BEGIN
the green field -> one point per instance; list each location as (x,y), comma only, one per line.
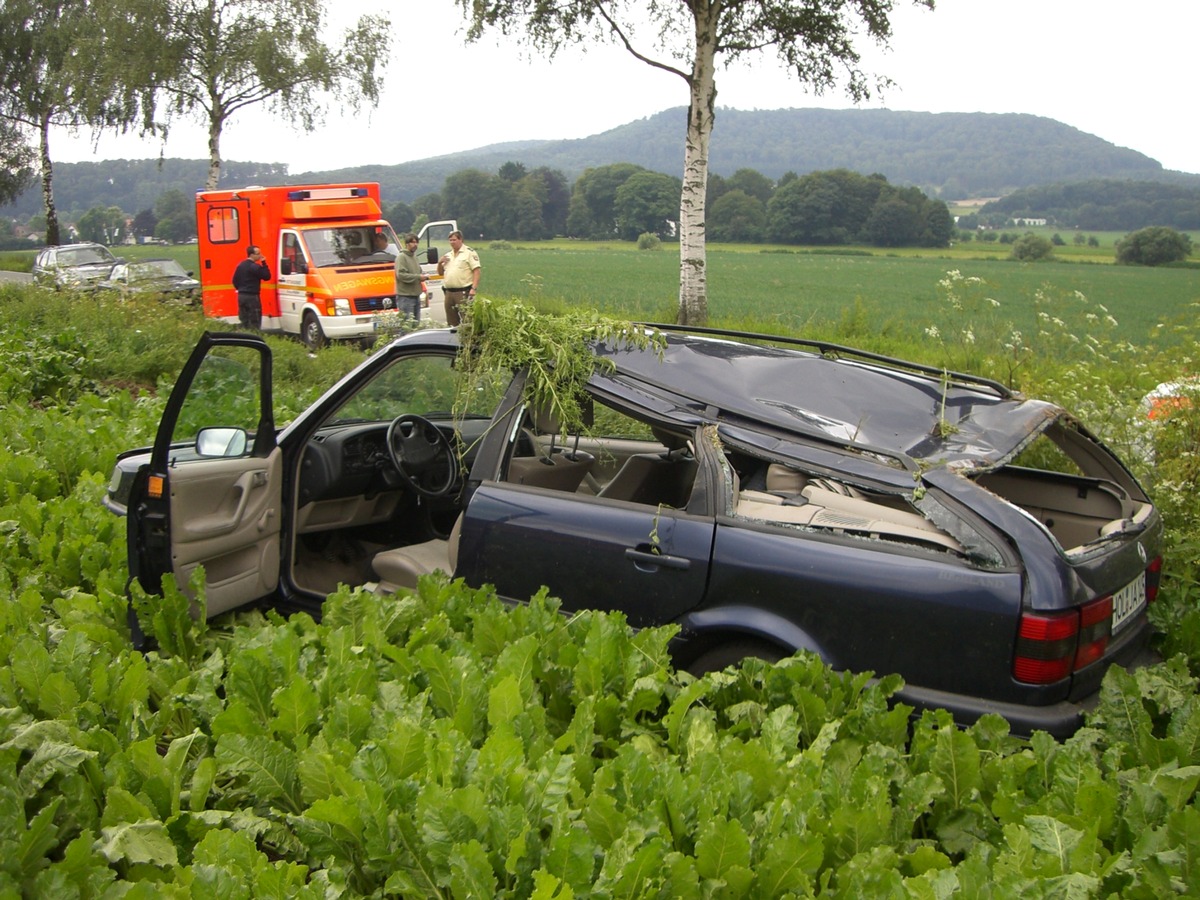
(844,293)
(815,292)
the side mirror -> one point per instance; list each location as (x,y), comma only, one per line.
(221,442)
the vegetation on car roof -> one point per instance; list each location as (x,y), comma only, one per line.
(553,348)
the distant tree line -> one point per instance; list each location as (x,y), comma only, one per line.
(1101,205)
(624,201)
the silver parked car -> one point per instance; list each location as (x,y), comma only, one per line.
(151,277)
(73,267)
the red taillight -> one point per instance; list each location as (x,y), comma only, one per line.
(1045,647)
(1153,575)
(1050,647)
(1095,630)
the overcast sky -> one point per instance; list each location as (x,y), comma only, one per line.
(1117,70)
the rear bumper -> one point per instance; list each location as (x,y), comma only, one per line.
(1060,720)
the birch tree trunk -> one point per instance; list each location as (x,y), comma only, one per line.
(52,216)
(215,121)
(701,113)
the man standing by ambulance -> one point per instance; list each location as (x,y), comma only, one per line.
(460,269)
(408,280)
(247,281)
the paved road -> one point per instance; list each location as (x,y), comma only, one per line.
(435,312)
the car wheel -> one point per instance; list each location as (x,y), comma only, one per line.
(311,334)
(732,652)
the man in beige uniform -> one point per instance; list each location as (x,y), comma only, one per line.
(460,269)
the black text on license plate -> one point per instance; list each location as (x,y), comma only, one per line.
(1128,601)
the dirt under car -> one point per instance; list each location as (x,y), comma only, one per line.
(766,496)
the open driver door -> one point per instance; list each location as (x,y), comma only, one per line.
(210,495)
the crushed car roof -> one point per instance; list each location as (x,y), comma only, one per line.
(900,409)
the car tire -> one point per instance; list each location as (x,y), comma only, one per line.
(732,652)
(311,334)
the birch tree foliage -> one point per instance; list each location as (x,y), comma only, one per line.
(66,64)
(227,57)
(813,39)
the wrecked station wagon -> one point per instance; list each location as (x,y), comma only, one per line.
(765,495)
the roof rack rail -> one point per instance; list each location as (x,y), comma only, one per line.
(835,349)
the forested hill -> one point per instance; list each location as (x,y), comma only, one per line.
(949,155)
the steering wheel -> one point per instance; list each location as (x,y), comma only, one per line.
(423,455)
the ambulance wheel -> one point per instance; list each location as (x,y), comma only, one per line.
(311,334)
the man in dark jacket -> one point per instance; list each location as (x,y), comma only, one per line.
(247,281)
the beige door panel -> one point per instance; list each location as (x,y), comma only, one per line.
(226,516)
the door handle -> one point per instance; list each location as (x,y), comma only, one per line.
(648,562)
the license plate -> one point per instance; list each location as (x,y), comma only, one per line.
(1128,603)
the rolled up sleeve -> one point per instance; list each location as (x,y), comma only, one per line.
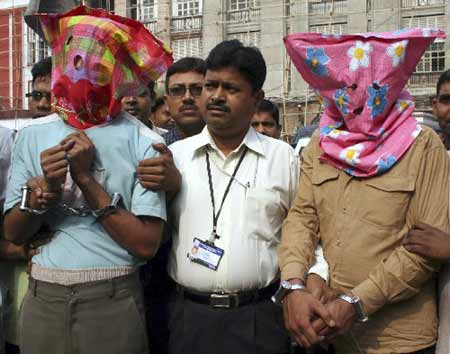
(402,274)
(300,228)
END
BEGIN
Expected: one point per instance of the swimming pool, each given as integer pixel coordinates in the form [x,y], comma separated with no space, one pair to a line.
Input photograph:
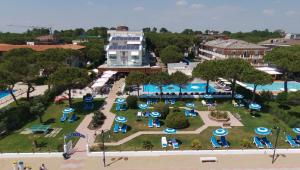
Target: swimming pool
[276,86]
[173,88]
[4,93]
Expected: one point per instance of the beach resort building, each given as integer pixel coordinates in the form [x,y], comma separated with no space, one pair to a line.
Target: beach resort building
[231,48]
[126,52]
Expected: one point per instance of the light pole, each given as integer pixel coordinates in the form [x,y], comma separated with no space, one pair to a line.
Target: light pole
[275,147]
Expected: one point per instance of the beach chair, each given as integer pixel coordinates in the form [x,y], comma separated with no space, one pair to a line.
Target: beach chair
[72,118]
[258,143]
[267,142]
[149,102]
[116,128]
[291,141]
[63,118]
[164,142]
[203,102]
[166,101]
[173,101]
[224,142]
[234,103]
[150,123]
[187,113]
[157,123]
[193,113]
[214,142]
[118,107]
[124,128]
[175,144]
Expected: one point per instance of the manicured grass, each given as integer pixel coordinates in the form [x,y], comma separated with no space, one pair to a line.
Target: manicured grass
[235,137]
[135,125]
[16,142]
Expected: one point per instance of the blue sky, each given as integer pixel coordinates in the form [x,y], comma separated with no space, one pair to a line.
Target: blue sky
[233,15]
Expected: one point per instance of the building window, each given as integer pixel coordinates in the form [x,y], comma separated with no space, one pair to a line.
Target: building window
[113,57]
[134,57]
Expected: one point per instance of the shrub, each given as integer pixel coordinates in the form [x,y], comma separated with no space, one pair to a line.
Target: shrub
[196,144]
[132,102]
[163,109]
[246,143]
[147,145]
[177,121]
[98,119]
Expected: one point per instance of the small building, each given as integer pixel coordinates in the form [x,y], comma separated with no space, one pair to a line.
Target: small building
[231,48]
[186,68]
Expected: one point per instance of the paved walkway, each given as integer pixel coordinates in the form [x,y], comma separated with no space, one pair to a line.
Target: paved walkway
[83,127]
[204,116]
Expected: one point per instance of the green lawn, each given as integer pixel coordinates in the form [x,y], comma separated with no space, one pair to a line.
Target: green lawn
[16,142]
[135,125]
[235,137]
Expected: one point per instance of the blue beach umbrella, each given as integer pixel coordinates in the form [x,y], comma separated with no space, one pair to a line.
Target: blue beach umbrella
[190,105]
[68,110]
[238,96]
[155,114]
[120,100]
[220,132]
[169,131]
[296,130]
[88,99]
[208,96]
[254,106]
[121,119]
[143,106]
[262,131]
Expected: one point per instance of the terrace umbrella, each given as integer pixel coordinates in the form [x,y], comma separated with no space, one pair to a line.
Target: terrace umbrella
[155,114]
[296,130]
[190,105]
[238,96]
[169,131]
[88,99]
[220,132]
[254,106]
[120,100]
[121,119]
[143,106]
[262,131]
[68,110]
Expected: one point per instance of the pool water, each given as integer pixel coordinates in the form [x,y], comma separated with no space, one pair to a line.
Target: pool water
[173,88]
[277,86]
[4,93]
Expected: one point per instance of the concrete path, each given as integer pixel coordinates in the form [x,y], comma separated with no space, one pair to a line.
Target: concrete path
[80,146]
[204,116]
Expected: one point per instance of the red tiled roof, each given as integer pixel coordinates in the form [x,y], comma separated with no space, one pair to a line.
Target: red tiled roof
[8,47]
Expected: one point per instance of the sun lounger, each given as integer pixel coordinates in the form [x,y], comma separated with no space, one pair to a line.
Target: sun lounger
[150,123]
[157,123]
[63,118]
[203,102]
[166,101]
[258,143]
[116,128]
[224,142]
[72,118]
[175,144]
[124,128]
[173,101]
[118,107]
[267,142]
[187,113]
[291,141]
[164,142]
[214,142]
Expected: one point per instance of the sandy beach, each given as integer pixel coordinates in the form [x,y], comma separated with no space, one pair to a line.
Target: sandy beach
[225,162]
END
BEGIN
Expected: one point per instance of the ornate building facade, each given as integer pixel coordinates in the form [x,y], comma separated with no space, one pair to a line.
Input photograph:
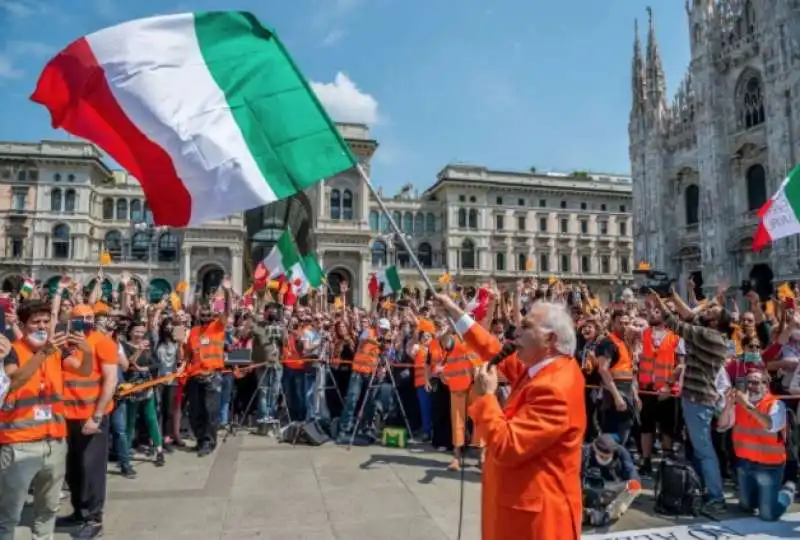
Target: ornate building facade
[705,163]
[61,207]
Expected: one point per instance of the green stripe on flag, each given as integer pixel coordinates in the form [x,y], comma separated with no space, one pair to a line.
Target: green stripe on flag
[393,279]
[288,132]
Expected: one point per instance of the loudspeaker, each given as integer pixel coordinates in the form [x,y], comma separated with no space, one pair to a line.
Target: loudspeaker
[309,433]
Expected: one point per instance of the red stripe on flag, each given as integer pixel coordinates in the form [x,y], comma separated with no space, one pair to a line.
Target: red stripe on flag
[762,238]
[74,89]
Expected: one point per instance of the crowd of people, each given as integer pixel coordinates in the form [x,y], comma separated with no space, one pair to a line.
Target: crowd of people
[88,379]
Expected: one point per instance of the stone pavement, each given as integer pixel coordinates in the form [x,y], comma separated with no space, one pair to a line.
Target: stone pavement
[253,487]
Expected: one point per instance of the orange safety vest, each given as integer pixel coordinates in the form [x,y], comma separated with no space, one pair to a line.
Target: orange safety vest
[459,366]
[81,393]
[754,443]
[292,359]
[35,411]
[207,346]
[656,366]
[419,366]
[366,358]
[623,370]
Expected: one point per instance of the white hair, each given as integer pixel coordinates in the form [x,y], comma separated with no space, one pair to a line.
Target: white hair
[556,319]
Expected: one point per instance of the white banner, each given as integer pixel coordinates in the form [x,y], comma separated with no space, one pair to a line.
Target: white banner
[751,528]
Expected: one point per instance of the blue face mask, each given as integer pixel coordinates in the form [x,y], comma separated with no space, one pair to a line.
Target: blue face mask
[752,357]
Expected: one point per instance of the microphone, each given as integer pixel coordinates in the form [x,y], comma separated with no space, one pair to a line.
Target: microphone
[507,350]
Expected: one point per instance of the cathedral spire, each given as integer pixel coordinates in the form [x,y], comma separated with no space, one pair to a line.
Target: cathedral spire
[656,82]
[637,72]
END
## Try it
Write out only the lines that run from the line containing "Target: light pole" through the line containing "Expected: one point per instance of the beach chair, each", both included, exactly as they appear above.

## Solution below
Target: light pole
[275,147]
Expected: one point per instance of the beach chair, each given as integer pixel coordinates in the form [x,y], comma separated with no space, one pair to a line.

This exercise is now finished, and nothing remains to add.